**ЗАДАНИЕ**
Замените «tree line» на «forest edge» во всём, что идёт от строки с «Find each stubble» вниз до строки с «[[343, 63, 357, 84]]» включительно, и выведите только эти строки, больше ничего не меняя.

(Список данных)
◇ ◇ ◇ ◇

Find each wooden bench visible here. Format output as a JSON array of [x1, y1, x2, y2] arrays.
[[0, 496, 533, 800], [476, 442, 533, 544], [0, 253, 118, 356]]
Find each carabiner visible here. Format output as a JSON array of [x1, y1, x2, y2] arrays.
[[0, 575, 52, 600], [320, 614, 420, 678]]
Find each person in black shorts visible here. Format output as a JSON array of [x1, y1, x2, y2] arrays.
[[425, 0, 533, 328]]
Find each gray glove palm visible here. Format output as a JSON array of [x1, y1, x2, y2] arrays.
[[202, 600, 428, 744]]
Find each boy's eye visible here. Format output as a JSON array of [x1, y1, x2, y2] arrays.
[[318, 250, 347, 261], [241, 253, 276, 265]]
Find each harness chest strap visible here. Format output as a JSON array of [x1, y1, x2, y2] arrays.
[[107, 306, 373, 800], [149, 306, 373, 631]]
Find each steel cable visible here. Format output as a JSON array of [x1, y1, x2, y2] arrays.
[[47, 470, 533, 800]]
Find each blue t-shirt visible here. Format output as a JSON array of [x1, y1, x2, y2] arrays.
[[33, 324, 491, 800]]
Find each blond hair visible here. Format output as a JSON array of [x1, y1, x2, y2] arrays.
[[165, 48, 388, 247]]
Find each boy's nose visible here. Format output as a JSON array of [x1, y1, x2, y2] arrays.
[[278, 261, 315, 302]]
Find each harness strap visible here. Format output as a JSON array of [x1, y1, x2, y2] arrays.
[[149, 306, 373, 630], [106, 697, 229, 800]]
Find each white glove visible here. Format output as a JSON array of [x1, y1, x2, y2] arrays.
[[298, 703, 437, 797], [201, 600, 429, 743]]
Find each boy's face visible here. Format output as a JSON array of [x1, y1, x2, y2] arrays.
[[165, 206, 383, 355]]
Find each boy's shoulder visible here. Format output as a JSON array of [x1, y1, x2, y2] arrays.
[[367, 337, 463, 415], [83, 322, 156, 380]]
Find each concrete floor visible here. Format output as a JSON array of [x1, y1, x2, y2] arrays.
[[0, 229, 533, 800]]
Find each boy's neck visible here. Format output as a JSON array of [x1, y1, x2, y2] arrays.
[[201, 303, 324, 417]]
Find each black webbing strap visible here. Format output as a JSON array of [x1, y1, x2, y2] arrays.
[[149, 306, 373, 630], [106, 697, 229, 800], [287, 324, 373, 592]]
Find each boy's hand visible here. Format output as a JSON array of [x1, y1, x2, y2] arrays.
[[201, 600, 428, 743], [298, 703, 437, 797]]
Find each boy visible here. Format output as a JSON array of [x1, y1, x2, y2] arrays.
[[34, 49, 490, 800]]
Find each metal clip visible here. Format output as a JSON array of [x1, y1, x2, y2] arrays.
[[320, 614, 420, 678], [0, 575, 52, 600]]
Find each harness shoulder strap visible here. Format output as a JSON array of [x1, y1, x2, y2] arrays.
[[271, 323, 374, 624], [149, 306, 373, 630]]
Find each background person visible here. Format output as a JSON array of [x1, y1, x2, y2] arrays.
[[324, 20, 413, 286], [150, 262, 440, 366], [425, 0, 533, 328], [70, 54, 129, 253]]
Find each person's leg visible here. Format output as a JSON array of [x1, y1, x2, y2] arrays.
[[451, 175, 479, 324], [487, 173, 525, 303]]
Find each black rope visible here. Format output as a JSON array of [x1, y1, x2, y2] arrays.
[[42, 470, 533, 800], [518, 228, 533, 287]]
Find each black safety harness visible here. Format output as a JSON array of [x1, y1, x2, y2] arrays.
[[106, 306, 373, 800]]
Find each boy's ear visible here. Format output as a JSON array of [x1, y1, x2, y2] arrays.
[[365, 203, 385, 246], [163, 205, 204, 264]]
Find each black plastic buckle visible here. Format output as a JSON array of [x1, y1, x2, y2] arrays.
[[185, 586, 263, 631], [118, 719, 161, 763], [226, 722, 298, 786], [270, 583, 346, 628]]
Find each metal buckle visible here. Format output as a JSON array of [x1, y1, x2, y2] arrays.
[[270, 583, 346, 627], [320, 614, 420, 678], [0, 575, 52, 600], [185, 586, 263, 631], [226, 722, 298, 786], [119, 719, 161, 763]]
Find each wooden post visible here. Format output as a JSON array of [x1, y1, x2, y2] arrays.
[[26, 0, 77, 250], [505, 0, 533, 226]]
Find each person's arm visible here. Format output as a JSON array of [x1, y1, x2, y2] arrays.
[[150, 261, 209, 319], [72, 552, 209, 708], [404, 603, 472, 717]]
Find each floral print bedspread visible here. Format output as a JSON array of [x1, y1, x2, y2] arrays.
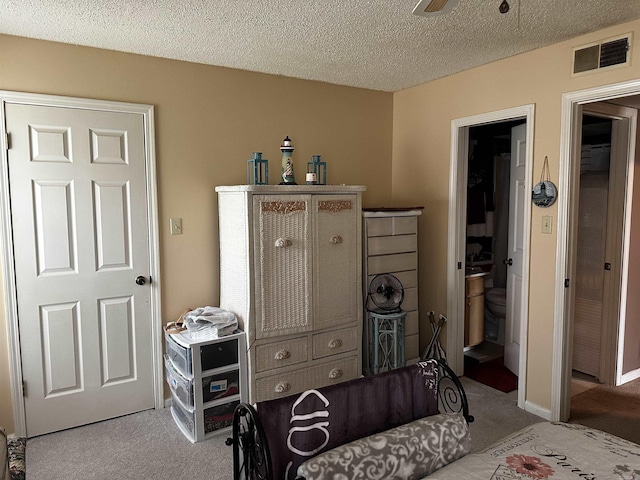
[[428, 422, 640, 480]]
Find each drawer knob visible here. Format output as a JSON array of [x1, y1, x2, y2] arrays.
[[275, 382, 291, 393], [275, 350, 291, 360], [276, 238, 293, 248]]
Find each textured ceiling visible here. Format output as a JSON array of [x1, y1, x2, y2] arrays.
[[0, 0, 640, 92]]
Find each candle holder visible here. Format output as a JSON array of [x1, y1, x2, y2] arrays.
[[280, 136, 297, 185], [247, 152, 269, 185], [307, 155, 327, 185]]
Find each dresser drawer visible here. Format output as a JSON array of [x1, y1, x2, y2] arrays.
[[366, 216, 418, 237], [254, 355, 359, 402], [367, 233, 418, 256], [313, 327, 358, 359], [307, 355, 360, 388], [255, 335, 309, 372]]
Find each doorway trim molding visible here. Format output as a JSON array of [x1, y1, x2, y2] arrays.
[[551, 80, 640, 421], [446, 104, 535, 409], [0, 90, 164, 436]]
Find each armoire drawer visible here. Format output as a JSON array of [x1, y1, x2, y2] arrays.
[[254, 354, 359, 401], [313, 327, 358, 359], [255, 335, 309, 372]]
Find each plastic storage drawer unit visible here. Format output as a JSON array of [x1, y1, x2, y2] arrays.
[[164, 334, 193, 377], [164, 355, 193, 408], [200, 338, 238, 372], [171, 394, 196, 439], [204, 400, 240, 434], [202, 370, 240, 403]]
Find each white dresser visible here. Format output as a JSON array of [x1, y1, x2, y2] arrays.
[[216, 185, 365, 403], [363, 208, 422, 365]]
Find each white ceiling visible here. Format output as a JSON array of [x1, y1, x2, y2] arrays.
[[0, 0, 640, 92]]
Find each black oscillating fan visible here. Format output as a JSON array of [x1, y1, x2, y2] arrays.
[[367, 273, 404, 314]]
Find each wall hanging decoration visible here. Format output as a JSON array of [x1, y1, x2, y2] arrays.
[[247, 152, 269, 185], [307, 155, 327, 185], [280, 136, 297, 185], [531, 156, 558, 207]]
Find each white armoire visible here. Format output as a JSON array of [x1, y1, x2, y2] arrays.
[[216, 185, 365, 403]]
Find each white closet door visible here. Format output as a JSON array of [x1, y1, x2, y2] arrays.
[[6, 104, 154, 437]]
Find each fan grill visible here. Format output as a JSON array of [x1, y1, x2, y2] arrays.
[[367, 273, 404, 313]]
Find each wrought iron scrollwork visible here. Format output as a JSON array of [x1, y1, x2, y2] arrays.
[[438, 359, 474, 423], [226, 403, 273, 480]]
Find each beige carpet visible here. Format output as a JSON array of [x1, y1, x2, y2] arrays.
[[26, 378, 542, 480], [569, 379, 640, 443]]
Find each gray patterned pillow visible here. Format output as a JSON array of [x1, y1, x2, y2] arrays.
[[297, 413, 471, 480]]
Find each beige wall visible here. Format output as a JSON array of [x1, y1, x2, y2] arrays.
[[393, 17, 640, 409], [0, 35, 393, 431]]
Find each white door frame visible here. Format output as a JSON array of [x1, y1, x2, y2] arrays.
[[0, 90, 164, 436], [446, 104, 535, 409], [551, 80, 640, 421]]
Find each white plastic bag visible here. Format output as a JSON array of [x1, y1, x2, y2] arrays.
[[184, 307, 238, 338]]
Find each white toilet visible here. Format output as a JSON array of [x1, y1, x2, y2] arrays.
[[484, 287, 507, 346]]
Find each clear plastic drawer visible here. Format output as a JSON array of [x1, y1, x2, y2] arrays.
[[204, 400, 240, 434], [202, 370, 240, 403], [164, 335, 193, 377], [164, 355, 194, 407]]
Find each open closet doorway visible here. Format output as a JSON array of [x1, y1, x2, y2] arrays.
[[464, 119, 526, 393], [550, 80, 640, 424], [446, 105, 534, 408], [569, 97, 640, 438]]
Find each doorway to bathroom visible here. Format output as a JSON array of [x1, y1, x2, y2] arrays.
[[446, 105, 535, 408], [464, 118, 526, 393]]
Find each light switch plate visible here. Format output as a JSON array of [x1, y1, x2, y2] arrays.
[[170, 218, 182, 235]]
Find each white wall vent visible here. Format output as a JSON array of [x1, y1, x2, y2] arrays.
[[573, 33, 631, 75], [413, 0, 458, 17]]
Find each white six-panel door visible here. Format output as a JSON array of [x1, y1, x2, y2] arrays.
[[5, 104, 154, 437]]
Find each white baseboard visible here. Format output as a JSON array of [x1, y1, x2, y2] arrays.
[[618, 368, 640, 385], [524, 401, 551, 420]]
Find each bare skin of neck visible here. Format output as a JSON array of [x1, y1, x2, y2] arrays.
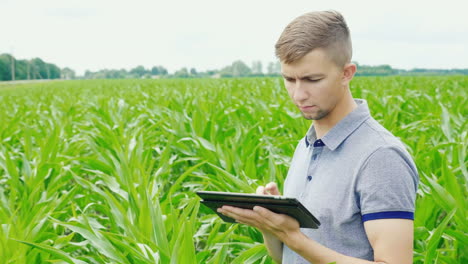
[[314, 87, 357, 138]]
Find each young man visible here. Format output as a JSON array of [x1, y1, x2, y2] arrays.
[[218, 11, 418, 264]]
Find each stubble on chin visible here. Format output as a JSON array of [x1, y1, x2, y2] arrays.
[[301, 110, 328, 120]]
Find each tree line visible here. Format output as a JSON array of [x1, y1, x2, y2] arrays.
[[0, 54, 61, 81], [0, 51, 468, 81]]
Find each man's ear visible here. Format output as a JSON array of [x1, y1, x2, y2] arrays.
[[343, 63, 357, 84]]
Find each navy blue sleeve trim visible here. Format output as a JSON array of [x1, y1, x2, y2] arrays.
[[362, 211, 414, 222]]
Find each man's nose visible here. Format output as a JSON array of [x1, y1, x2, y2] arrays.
[[293, 80, 308, 102]]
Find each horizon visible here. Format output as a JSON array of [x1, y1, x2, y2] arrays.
[[0, 0, 468, 75]]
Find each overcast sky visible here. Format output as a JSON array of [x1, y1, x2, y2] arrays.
[[0, 0, 468, 74]]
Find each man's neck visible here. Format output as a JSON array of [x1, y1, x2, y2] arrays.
[[314, 90, 357, 138]]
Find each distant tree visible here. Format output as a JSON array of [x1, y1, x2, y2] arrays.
[[151, 66, 167, 75], [60, 67, 76, 80], [130, 65, 151, 78], [174, 67, 189, 78], [0, 54, 11, 81]]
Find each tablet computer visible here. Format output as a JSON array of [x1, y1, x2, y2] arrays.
[[197, 191, 320, 228]]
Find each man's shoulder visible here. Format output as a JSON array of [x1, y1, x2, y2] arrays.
[[346, 117, 409, 157]]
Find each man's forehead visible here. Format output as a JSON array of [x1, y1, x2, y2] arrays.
[[281, 67, 326, 79]]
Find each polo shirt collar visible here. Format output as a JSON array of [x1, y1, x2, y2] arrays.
[[305, 99, 370, 151]]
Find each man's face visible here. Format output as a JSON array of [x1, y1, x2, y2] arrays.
[[281, 49, 346, 120]]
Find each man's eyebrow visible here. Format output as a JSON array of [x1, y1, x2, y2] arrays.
[[281, 73, 324, 80]]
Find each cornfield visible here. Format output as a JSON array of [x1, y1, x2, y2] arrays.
[[0, 76, 468, 264]]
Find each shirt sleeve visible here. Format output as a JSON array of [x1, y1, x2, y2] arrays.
[[356, 147, 418, 222]]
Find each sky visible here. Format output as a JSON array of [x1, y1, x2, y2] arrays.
[[0, 0, 468, 75]]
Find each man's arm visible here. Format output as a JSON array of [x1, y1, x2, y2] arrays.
[[219, 206, 413, 264], [256, 182, 283, 263]]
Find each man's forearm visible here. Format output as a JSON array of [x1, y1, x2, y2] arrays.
[[262, 233, 283, 263]]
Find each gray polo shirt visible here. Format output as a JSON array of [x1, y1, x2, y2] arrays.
[[283, 99, 418, 264]]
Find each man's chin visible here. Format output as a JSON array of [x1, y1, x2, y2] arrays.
[[301, 112, 328, 120]]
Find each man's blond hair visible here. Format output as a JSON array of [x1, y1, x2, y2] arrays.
[[275, 11, 353, 67]]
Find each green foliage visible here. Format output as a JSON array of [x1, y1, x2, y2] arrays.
[[0, 54, 61, 81], [0, 75, 468, 264]]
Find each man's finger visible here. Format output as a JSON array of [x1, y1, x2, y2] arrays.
[[255, 186, 266, 194]]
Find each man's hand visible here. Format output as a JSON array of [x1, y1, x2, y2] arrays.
[[218, 182, 300, 238], [218, 182, 300, 263]]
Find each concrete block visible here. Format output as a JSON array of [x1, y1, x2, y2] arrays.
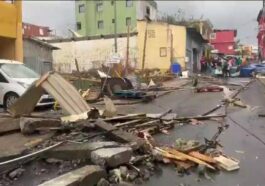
[[91, 147, 132, 167], [45, 141, 119, 160], [39, 165, 107, 186], [95, 119, 145, 150], [19, 117, 61, 134]]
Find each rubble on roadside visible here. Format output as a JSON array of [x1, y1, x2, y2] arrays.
[[0, 74, 250, 186]]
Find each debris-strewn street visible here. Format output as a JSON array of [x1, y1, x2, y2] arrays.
[[0, 0, 265, 186], [0, 73, 265, 185]]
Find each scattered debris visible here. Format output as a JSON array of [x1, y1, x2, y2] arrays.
[[214, 155, 239, 171], [39, 165, 106, 186], [196, 86, 224, 93], [103, 96, 117, 117], [8, 72, 90, 117]]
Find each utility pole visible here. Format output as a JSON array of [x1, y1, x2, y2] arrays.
[[170, 30, 173, 65], [114, 0, 118, 53], [125, 25, 130, 75], [142, 20, 148, 71]]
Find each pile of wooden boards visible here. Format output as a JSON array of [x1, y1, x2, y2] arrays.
[[153, 143, 239, 171]]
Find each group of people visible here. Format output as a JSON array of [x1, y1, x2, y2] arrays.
[[200, 55, 243, 77]]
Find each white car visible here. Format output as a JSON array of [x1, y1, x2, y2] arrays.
[[0, 59, 55, 109]]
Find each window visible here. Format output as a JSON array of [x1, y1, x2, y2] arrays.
[[39, 28, 44, 36], [76, 22, 82, 30], [160, 47, 167, 57], [78, 4, 85, 13], [0, 73, 7, 83], [126, 0, 133, 7], [210, 33, 216, 39], [227, 45, 234, 50], [146, 6, 150, 16], [147, 30, 156, 38], [126, 17, 132, 26], [5, 0, 14, 4], [96, 2, 103, 12], [98, 20, 104, 29]]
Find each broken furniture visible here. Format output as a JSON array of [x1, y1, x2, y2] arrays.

◇ ◇ ◇ ◇

**РЕЗУЛЬТАТ ВЫПОЛНЕНИЯ**
Find each stubble on chin visible here. Format output as a JSON array of [x1, y1, x2, y2] arrays.
[[301, 110, 328, 120]]
Find each forest edge visible here. Format output as a JSON array of [x1, y1, x2, y2] arrays.
[[0, 54, 61, 81], [0, 51, 468, 81]]
Find each man's ear visible here. Format output as a JSON array of [x1, y1, x2, y2] arrays.
[[343, 63, 357, 84]]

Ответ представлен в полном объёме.